#### [CONSIGNES]
a) Énumérez les objectifs du projet de passerelle cités dans l'extrait sur la maquette LiDAR.
b) Reproduisez fidèlement le passage de l'extrait sur la maquette LiDAR qui commence par « L’objectif de cette » et se termine par « sera également représenté. ».

#### [EXTRAIT CHOISI]
======

Modélisation d’une maquette sur la base de données LiDAR et intégration d’un projet 3D

1. Introduction

Le centre d’équilibre du Valais est connu. Il a été calculé dans les années 2000 par un technicien de la région, avec l’appui de swisstopo. Situé en pleine forêt, proche de St-Luc, ce point est représenté par un totem, orné du drapeau valaisan. L’AVECEV(1) a pour projet la valorisation de ce lieu en construisant une passerelle gravitant autour du centre, avec pour objectifs :

  1. la création d’un point d’observation
  2. un impact minimal sur le paysage
  3. une construction high-tech regroupant le savoir-faire local

Les deux premiers points sont cruciaux pour le projet. Une mauvaise restitution des arbres pourrait se traduire par un échec lors de la construction. Le travail présenté ici va donc se concentrer sur la restitution des arbres, avec pour seule base un relevé LiDAR(2) et de créer toutes les analyses qui permettront de définir si les objectifs sont atteints ou non. Est-il possible de créer un point d’observation, en pleine forêt, avec un impact minimal sur le paysage et les arbres ? C’est à cette question que nous allons essayer de répondre.

2. Restitution des éléments

L’objectif de cette étape est de transmettre à l’architecte les informations nécessaires à l’étude de la passerelle. Le fichier final devra comprendre la position des troncs, la position et l’altitude les cimes, l’emprise des couronnes et une topographie de la zone. Le centre d’équilibre sera également représenté.

======

#### [DONNÉES ENREGISTRÉES]
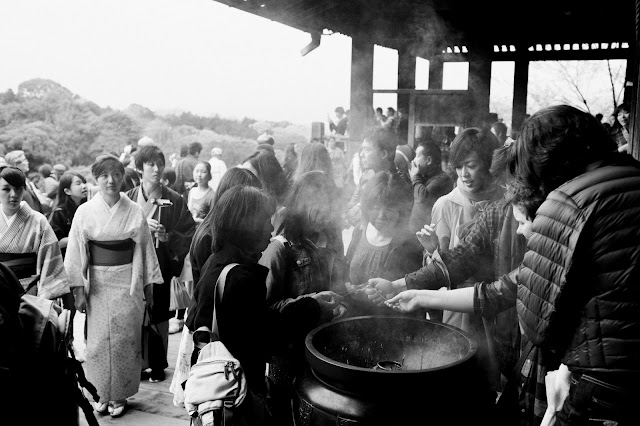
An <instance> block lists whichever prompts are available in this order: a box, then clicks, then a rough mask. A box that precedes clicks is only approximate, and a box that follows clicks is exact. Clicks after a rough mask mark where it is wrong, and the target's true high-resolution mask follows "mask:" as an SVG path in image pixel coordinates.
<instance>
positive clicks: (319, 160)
mask: <svg viewBox="0 0 640 426" xmlns="http://www.w3.org/2000/svg"><path fill="white" fill-rule="evenodd" d="M312 170H320V171H322V172H325V173H326V174H327V175H328V176H333V165H332V163H331V157H330V156H329V151H327V148H326V147H325V146H324V145H322V144H321V143H310V144H307V145H305V146H304V148H302V150H301V151H300V155H299V156H298V168H297V169H296V172H295V175H294V176H295V178H294V179H297V178H298V177H300V175H302V174H303V173H306V172H310V171H312Z"/></svg>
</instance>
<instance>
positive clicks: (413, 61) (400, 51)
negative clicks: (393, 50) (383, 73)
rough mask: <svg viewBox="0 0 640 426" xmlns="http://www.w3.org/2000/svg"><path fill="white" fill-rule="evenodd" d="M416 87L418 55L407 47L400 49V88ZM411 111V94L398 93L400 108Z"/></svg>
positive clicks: (398, 84) (408, 88)
mask: <svg viewBox="0 0 640 426" xmlns="http://www.w3.org/2000/svg"><path fill="white" fill-rule="evenodd" d="M415 88H416V55H415V54H413V53H412V52H410V51H409V50H407V49H399V50H398V89H415ZM400 108H404V111H405V114H407V113H408V112H409V94H408V93H398V109H400Z"/></svg>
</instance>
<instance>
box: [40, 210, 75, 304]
mask: <svg viewBox="0 0 640 426" xmlns="http://www.w3.org/2000/svg"><path fill="white" fill-rule="evenodd" d="M41 227H42V238H41V240H40V247H38V273H39V274H40V281H39V282H38V296H39V297H43V298H45V299H56V298H58V297H60V296H62V295H63V294H67V293H69V291H70V290H69V284H68V282H67V273H66V271H65V269H64V263H63V261H62V254H61V253H60V246H59V245H58V238H56V234H55V233H54V232H53V229H51V226H50V225H49V222H47V220H46V219H45V218H44V217H43V218H42V220H41Z"/></svg>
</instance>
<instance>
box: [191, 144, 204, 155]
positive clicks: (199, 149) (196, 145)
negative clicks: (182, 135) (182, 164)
mask: <svg viewBox="0 0 640 426" xmlns="http://www.w3.org/2000/svg"><path fill="white" fill-rule="evenodd" d="M200 151H202V144H201V143H200V142H191V143H190V144H189V154H191V155H196V154H198V153H199V152H200Z"/></svg>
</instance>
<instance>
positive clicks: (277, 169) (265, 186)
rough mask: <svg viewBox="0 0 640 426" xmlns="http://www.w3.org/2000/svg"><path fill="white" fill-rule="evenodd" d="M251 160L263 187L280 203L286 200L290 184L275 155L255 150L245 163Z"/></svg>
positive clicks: (272, 196)
mask: <svg viewBox="0 0 640 426" xmlns="http://www.w3.org/2000/svg"><path fill="white" fill-rule="evenodd" d="M246 162H249V164H251V167H253V168H254V169H255V170H256V173H258V179H260V182H261V183H262V187H263V188H264V190H265V191H267V192H268V193H269V194H270V195H271V196H272V197H273V198H275V200H276V202H277V203H278V204H282V203H283V202H284V198H285V196H286V195H287V190H288V187H289V184H288V182H287V176H286V175H285V173H284V170H283V169H282V166H280V163H278V160H277V159H276V157H275V156H273V155H271V154H269V153H266V152H254V153H253V154H251V155H250V156H249V157H247V158H246V159H245V160H244V161H243V163H246Z"/></svg>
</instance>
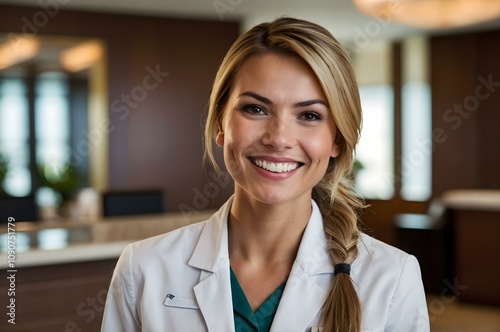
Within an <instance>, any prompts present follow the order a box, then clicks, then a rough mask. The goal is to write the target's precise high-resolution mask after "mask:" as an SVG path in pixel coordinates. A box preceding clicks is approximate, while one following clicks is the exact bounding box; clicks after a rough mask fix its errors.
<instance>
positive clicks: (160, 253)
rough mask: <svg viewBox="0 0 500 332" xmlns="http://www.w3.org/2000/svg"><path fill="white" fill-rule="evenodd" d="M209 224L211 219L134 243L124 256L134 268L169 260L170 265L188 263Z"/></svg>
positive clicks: (135, 242) (124, 254) (141, 266)
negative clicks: (174, 261)
mask: <svg viewBox="0 0 500 332" xmlns="http://www.w3.org/2000/svg"><path fill="white" fill-rule="evenodd" d="M208 222H210V219H209V220H205V221H202V222H199V223H196V224H192V225H188V226H184V227H182V228H178V229H176V230H173V231H171V232H168V233H165V234H161V235H157V236H153V237H150V238H147V239H144V240H140V241H136V242H133V243H131V244H129V245H128V246H127V248H126V249H125V250H124V252H123V254H122V256H126V258H128V259H129V260H130V264H131V265H132V266H134V267H144V268H146V267H147V266H149V265H151V264H162V263H164V262H166V261H167V260H168V261H169V262H170V263H172V262H173V261H177V260H182V261H187V260H188V259H189V257H190V256H191V254H192V252H193V250H194V248H195V246H196V244H197V243H198V240H199V238H200V235H201V233H202V232H203V229H204V228H205V226H206V225H207V223H208ZM123 258H125V257H123Z"/></svg>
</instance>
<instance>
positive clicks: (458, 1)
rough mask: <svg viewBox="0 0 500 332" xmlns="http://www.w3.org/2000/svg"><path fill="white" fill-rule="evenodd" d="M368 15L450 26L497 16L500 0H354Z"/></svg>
mask: <svg viewBox="0 0 500 332" xmlns="http://www.w3.org/2000/svg"><path fill="white" fill-rule="evenodd" d="M353 1H354V4H355V5H356V7H357V8H358V10H359V11H360V12H361V13H363V14H365V15H368V16H373V17H377V18H379V19H383V20H385V21H393V22H396V23H402V24H407V25H412V26H416V27H423V28H451V27H459V26H466V25H472V24H476V23H481V22H485V21H490V20H494V19H497V18H500V0H353Z"/></svg>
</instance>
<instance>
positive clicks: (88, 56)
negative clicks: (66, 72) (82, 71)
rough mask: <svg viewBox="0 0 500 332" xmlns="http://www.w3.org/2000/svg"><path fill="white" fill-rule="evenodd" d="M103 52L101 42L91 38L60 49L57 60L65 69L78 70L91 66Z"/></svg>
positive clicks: (102, 46) (97, 59)
mask: <svg viewBox="0 0 500 332" xmlns="http://www.w3.org/2000/svg"><path fill="white" fill-rule="evenodd" d="M103 54H104V50H103V46H102V44H101V43H100V42H99V41H97V40H91V41H87V42H82V43H80V44H78V45H76V46H73V47H71V48H69V49H66V50H64V51H62V52H61V54H60V56H59V62H60V63H61V65H62V66H63V68H64V69H66V70H67V71H70V72H78V71H81V70H84V69H87V68H90V67H92V66H93V65H94V64H95V63H96V62H97V61H99V59H101V58H102V57H103Z"/></svg>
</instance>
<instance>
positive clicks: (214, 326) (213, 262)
mask: <svg viewBox="0 0 500 332" xmlns="http://www.w3.org/2000/svg"><path fill="white" fill-rule="evenodd" d="M231 204H232V198H230V199H229V200H228V201H227V202H226V203H225V204H224V205H223V206H222V207H221V208H220V209H219V211H217V212H216V213H215V214H214V215H212V217H211V218H210V219H209V220H208V222H207V223H206V224H205V227H204V229H203V231H202V233H201V235H200V238H199V240H198V243H197V244H196V247H195V249H194V252H193V255H192V256H191V259H190V260H189V262H188V264H189V265H190V266H192V267H194V268H198V269H200V270H202V271H201V274H200V280H199V283H198V284H197V285H196V286H194V294H195V296H196V301H197V302H198V306H199V307H200V311H201V314H202V315H203V318H204V319H205V323H206V324H207V329H208V331H234V320H233V303H232V297H231V281H230V275H229V254H228V237H227V220H228V215H229V210H230V208H231Z"/></svg>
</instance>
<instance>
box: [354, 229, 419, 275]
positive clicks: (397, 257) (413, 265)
mask: <svg viewBox="0 0 500 332" xmlns="http://www.w3.org/2000/svg"><path fill="white" fill-rule="evenodd" d="M353 265H354V266H353V269H355V270H356V271H357V273H356V274H357V277H358V278H359V279H360V280H361V279H362V280H365V281H367V282H368V283H369V282H375V283H379V282H380V280H381V279H383V280H385V281H386V282H388V283H394V285H396V284H397V283H398V282H399V280H400V279H401V278H407V277H408V276H411V277H412V278H416V279H420V267H419V264H418V261H417V259H416V258H415V256H413V255H410V254H408V253H406V252H404V251H403V250H400V249H398V248H396V247H394V246H391V245H389V244H387V243H384V242H382V241H380V240H377V239H375V238H373V237H371V236H369V235H366V234H362V235H361V237H360V240H359V243H358V258H357V259H356V261H355V262H354V264H353Z"/></svg>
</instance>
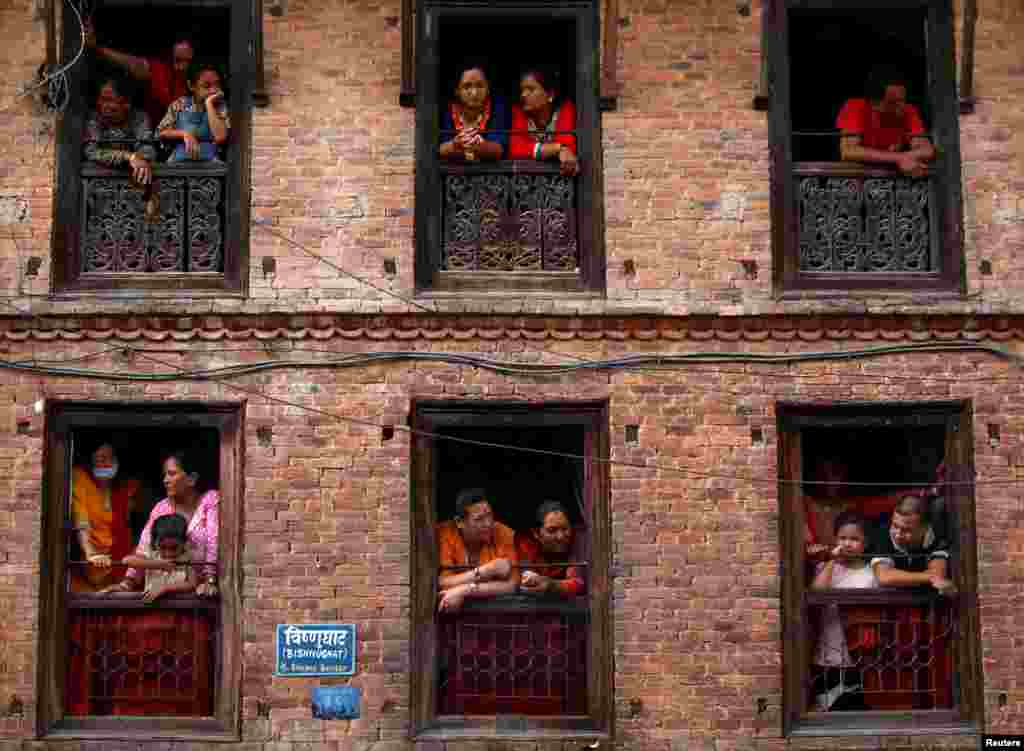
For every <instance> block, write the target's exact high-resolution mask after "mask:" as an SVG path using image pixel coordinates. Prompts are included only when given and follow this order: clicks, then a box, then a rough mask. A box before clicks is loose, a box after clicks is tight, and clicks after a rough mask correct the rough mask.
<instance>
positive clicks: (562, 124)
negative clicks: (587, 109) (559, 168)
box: [509, 69, 580, 176]
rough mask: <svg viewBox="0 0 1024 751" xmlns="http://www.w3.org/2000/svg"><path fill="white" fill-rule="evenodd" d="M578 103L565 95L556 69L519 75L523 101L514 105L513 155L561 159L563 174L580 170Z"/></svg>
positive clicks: (516, 157) (520, 98)
mask: <svg viewBox="0 0 1024 751" xmlns="http://www.w3.org/2000/svg"><path fill="white" fill-rule="evenodd" d="M574 130H575V106H574V105H573V103H572V100H571V99H568V98H564V97H562V96H561V92H560V90H559V87H558V81H557V78H556V76H555V74H553V73H549V72H547V71H543V70H540V69H527V70H526V71H525V72H523V74H522V75H521V76H520V77H519V105H515V106H513V107H512V135H511V137H510V139H509V157H510V158H511V159H536V160H538V161H548V160H555V159H557V160H558V162H559V164H560V166H561V172H562V174H563V175H566V176H570V175H574V174H578V173H579V172H580V162H579V160H578V159H577V138H575V134H574V133H571V132H568V131H574Z"/></svg>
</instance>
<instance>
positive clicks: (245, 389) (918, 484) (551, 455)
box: [132, 350, 1022, 488]
mask: <svg viewBox="0 0 1024 751" xmlns="http://www.w3.org/2000/svg"><path fill="white" fill-rule="evenodd" d="M132 351H135V352H136V353H137V354H138V356H139V357H141V358H143V359H145V360H150V361H152V362H154V363H157V364H158V365H163V366H164V367H167V368H174V369H176V370H179V371H181V372H182V374H183V375H186V376H187V377H188V378H189V379H195V380H214V379H213V378H210V377H207V376H197V375H195V372H188V371H186V370H185V369H183V368H180V367H179V366H176V365H174V364H173V363H167V362H164V361H162V360H159V359H157V358H153V357H152V356H148V354H146V353H144V352H141V351H139V350H132ZM217 382H218V383H219V384H220V385H223V386H224V387H226V388H230V389H233V390H237V391H240V392H242V393H246V394H249V395H252V397H259V398H261V399H264V400H266V401H268V402H272V403H275V404H280V405H282V406H285V407H294V408H296V409H299V410H303V411H305V412H309V413H310V414H317V415H321V416H324V417H330V418H332V419H334V420H337V421H339V422H348V423H351V424H355V425H361V426H364V427H373V428H376V429H378V430H380V429H383V428H384V427H391V428H392V429H395V430H401V431H403V432H407V433H409V434H410V435H417V436H419V437H429V439H432V440H435V441H451V442H454V443H459V444H465V445H470V446H476V447H479V448H489V449H501V450H503V451H518V452H522V453H527V454H535V455H542V456H553V457H558V458H562V459H571V460H574V461H595V462H598V463H601V464H608V465H615V466H627V467H633V468H636V469H654V470H659V471H667V472H675V473H680V474H686V475H687V476H689V477H691V478H700V479H731V481H736V482H742V483H751V484H772V485H803V486H815V485H827V486H857V487H871V486H883V487H893V486H897V487H899V486H903V487H919V486H920V487H929V488H931V487H950V486H977V485H1016V484H1017V483H1020V482H1022V481H1021V479H1011V481H987V482H984V483H978V482H977V481H974V479H971V481H943V482H941V483H920V484H912V483H910V484H908V483H906V481H905V479H901V481H899V482H895V483H893V482H889V483H848V482H833V481H804V479H784V478H781V477H770V478H760V477H751V476H742V475H732V474H721V473H712V472H700V471H697V470H694V469H687V468H685V467H673V466H668V465H663V464H651V463H647V462H643V463H641V462H630V461H623V460H616V459H611V458H610V457H599V456H586V455H581V454H571V453H569V452H562V451H551V450H546V449H535V448H530V447H525V446H513V445H509V444H499V443H496V442H490V441H476V440H473V439H466V437H461V436H456V435H447V434H444V433H437V432H433V431H429V430H420V429H417V428H413V427H409V426H407V425H390V426H386V425H383V424H381V423H377V422H374V421H373V420H367V419H364V418H358V417H351V416H347V415H340V414H337V413H334V412H329V411H327V410H322V409H318V408H316V407H309V406H307V405H302V404H299V403H296V402H289V401H288V400H284V399H281V398H279V397H272V395H270V394H269V393H266V392H265V391H262V390H260V389H252V388H245V387H243V386H238V385H236V384H233V383H230V382H227V381H217Z"/></svg>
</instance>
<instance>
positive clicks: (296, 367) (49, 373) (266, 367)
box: [0, 342, 1024, 382]
mask: <svg viewBox="0 0 1024 751" xmlns="http://www.w3.org/2000/svg"><path fill="white" fill-rule="evenodd" d="M125 349H128V350H130V351H133V352H136V353H143V352H145V350H143V349H136V348H134V347H131V346H129V345H125ZM911 352H913V353H916V352H961V353H966V352H976V353H985V354H989V356H991V357H995V358H998V359H1002V360H1008V361H1010V362H1012V363H1014V364H1015V365H1018V366H1020V365H1022V364H1024V359H1022V357H1021V356H1018V354H1015V353H1012V352H1009V351H1007V350H1005V349H1001V348H999V347H994V346H989V345H986V344H977V343H974V342H926V343H918V344H903V345H890V346H883V347H869V348H865V349H845V350H837V351H817V352H797V353H785V354H764V353H753V352H752V353H748V352H684V353H680V354H665V353H640V354H629V356H626V357H622V358H613V359H608V360H601V361H586V362H583V363H573V364H567V365H556V364H550V363H509V362H507V361H500V360H496V359H494V358H488V357H483V356H477V354H466V353H460V352H423V351H414V350H399V351H379V352H360V353H355V354H351V353H349V354H339V356H338V357H336V358H333V359H330V360H287V361H285V360H269V361H263V362H259V363H244V364H238V365H227V366H221V367H219V368H208V369H195V370H181V372H175V373H131V372H125V371H87V370H82V369H76V368H59V367H54V366H30V365H25V364H24V363H19V362H14V361H8V360H0V369H3V368H5V369H9V370H24V371H30V372H33V373H35V374H40V375H48V376H57V377H63V376H72V377H81V378H96V379H100V380H111V381H145V382H160V381H176V380H182V379H183V378H187V379H196V380H220V379H224V378H234V377H239V376H244V375H251V374H255V373H262V372H266V371H272V370H280V369H283V368H288V369H294V368H323V367H331V368H351V367H361V366H365V365H370V364H380V363H385V362H387V363H400V362H440V363H445V364H449V365H461V366H467V367H471V368H478V369H480V370H486V371H490V372H494V373H498V374H502V375H511V376H530V377H554V378H560V377H564V376H566V375H570V374H574V373H578V372H581V371H594V372H604V371H617V370H627V371H635V370H638V369H642V368H648V369H649V368H652V367H653V368H658V369H674V368H679V367H681V366H685V365H691V364H703V363H713V364H714V363H737V362H740V363H749V364H761V363H766V364H777V365H792V364H798V363H817V362H833V361H849V360H860V359H874V358H881V357H888V356H893V354H908V353H911ZM181 353H183V354H187V353H188V351H187V350H181ZM172 367H174V368H175V370H179V369H178V368H177V367H176V366H172Z"/></svg>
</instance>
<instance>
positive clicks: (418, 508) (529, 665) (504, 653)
mask: <svg viewBox="0 0 1024 751" xmlns="http://www.w3.org/2000/svg"><path fill="white" fill-rule="evenodd" d="M414 410H415V425H416V427H417V429H419V430H422V431H424V434H422V435H418V436H416V439H415V441H414V446H413V490H412V499H413V506H414V507H413V516H414V525H415V530H416V531H415V538H414V551H413V558H412V576H413V608H414V611H413V619H414V624H413V661H414V668H413V671H412V696H413V700H412V712H413V726H414V734H415V735H416V737H417V738H418V739H426V738H437V739H452V738H455V737H467V736H486V737H509V738H523V737H537V736H548V737H562V738H565V737H573V738H597V737H601V738H604V737H607V736H608V734H609V733H610V727H611V716H612V715H611V712H612V710H611V701H612V697H611V673H610V670H611V644H610V641H609V638H610V622H609V610H608V607H609V583H608V576H607V571H608V562H609V554H610V550H609V546H610V542H609V535H610V530H609V527H608V525H609V521H608V513H609V509H608V505H607V504H608V478H607V464H604V463H599V462H593V461H581V460H575V459H571V458H568V457H566V456H564V455H566V454H567V455H571V456H607V419H608V418H607V412H606V405H604V404H568V405H566V404H558V405H536V404H530V405H526V404H490V403H488V404H481V403H433V402H419V403H416V404H415V406H414ZM427 433H430V434H441V435H445V436H450V437H451V439H453V440H444V439H434V437H430V436H429V435H427ZM483 444H492V445H494V444H498V445H501V446H512V447H523V448H531V449H541V450H545V451H548V452H551V453H549V454H537V453H528V452H522V451H515V450H514V449H504V448H493V447H487V446H484V445H483ZM468 487H481V488H484V489H485V490H486V493H487V496H488V501H489V502H490V505H492V507H493V510H494V512H495V515H496V516H497V517H498V519H499V520H500V521H502V523H504V524H505V525H507V526H508V527H510V528H512V529H515V530H517V531H518V532H520V533H522V532H525V531H527V530H529V528H531V527H534V526H535V521H534V519H535V514H536V512H537V508H538V506H539V505H540V503H541V502H542V501H543V500H545V499H553V500H558V501H560V502H561V503H562V504H563V505H564V506H565V507H566V508H567V509H568V511H569V515H570V516H571V519H570V521H571V525H572V527H573V529H574V532H575V534H574V542H573V546H572V549H571V551H570V553H569V555H570V557H571V558H572V561H571V562H574V564H578V565H579V568H580V569H582V570H585V572H586V573H585V574H584V575H583V578H584V579H585V581H586V593H585V594H583V595H577V596H561V597H558V596H548V597H539V596H537V595H529V594H525V593H521V592H520V593H516V594H508V595H503V596H496V597H493V598H489V599H467V600H466V602H465V603H464V604H463V607H462V609H461V610H460V611H459V612H458V613H455V614H440V615H439V614H438V613H437V612H436V611H437V601H438V596H437V591H438V584H437V579H438V561H439V554H438V530H437V525H438V523H439V521H446V520H447V519H451V518H452V517H453V516H454V514H455V499H456V496H457V495H458V493H459V492H460V490H462V489H465V488H468ZM524 499H529V500H528V501H527V500H524ZM565 562H570V561H565Z"/></svg>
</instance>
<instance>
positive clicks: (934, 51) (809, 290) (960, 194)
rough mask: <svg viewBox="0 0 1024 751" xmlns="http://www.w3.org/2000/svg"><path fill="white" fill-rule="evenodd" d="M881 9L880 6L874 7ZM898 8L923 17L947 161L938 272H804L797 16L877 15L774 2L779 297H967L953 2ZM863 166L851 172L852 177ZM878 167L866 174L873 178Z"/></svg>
mask: <svg viewBox="0 0 1024 751" xmlns="http://www.w3.org/2000/svg"><path fill="white" fill-rule="evenodd" d="M873 5H874V6H876V8H877V5H878V4H877V3H873ZM886 5H887V6H889V7H891V8H900V9H911V10H920V11H921V12H922V13H923V17H924V18H925V22H926V38H927V40H928V47H927V59H928V70H929V91H928V96H929V100H930V102H931V105H932V123H931V125H932V127H931V132H932V134H933V141H934V143H935V145H936V147H937V148H940V149H941V151H942V156H941V158H940V159H938V160H937V161H936V162H935V163H933V165H932V167H931V174H932V175H933V176H934V179H935V180H937V183H936V184H937V186H936V189H935V190H933V191H932V195H933V197H934V200H935V202H936V204H937V205H936V206H935V208H934V209H933V211H934V212H935V214H936V218H935V220H933V227H937V230H936V234H937V235H938V237H937V238H936V242H937V243H938V253H937V255H938V266H939V267H938V269H937V270H935V272H928V273H920V274H918V273H863V272H861V273H837V272H828V273H808V272H801V270H800V267H799V263H800V258H799V253H800V242H799V226H798V218H797V213H798V209H797V205H798V200H799V197H798V195H797V180H796V178H795V175H794V172H795V167H796V166H797V163H796V162H794V158H793V142H792V131H793V120H792V115H791V100H792V96H793V93H794V92H793V91H792V90H791V75H790V73H791V70H790V67H791V62H790V53H788V49H790V23H788V18H790V11H792V10H806V9H824V10H827V9H833V10H837V11H839V10H848V11H849V10H861V11H863V12H870V6H872V2H870V0H766V2H765V6H764V16H763V23H764V35H763V39H764V43H765V46H766V50H767V82H768V89H769V110H770V113H769V118H768V125H769V136H770V141H771V154H770V162H771V194H770V195H771V223H772V228H771V246H772V266H773V275H772V276H773V279H772V282H773V288H774V293H775V294H776V296H778V297H785V296H787V295H793V296H795V297H806V296H808V295H812V296H813V295H815V294H826V295H827V294H835V293H836V292H840V293H842V294H845V293H849V292H855V291H862V290H872V291H879V292H935V293H946V294H950V293H951V294H956V295H964V294H966V292H967V287H966V276H965V270H964V224H963V221H964V219H963V192H962V184H961V150H959V100H958V98H957V95H956V75H955V71H954V53H953V12H952V5H951V0H887V3H886ZM856 168H857V165H848V167H847V170H849V169H856ZM873 171H876V170H874V169H872V168H868V169H865V170H864V172H873Z"/></svg>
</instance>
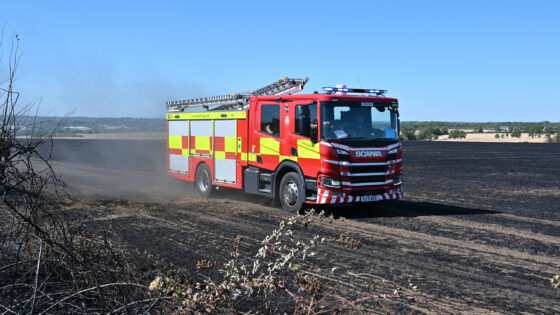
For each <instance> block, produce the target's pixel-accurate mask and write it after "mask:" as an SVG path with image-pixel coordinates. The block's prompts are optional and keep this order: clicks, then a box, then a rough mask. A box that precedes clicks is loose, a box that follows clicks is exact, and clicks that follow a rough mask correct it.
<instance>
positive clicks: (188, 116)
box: [167, 111, 247, 120]
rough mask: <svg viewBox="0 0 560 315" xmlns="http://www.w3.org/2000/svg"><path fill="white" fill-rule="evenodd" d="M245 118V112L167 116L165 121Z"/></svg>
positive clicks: (244, 111) (194, 113)
mask: <svg viewBox="0 0 560 315" xmlns="http://www.w3.org/2000/svg"><path fill="white" fill-rule="evenodd" d="M245 118H247V112H246V111H235V112H202V113H181V114H178V113H177V114H167V120H185V119H191V120H195V119H245Z"/></svg>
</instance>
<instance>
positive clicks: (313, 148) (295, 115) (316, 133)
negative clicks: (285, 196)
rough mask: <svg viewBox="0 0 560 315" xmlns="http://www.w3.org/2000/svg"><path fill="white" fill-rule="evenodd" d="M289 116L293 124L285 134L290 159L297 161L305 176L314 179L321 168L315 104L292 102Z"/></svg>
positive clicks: (315, 102)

======

#### [RÉPONSES]
a)
1. la création d'un point d'observation
2. un impact minimal sur le paysage
3. une construction high-tech regroupant le savoir-faire local

b)
L’objectif de cette étape est de transmettre à l’architecte les informations nécessaires à l’étude de la passerelle. Le fichier final devra comprendre la position des troncs, la position et l’altitude les cimes, l’emprise des couronnes et une topographie de la zone. Le centre d’équilibre sera également représenté.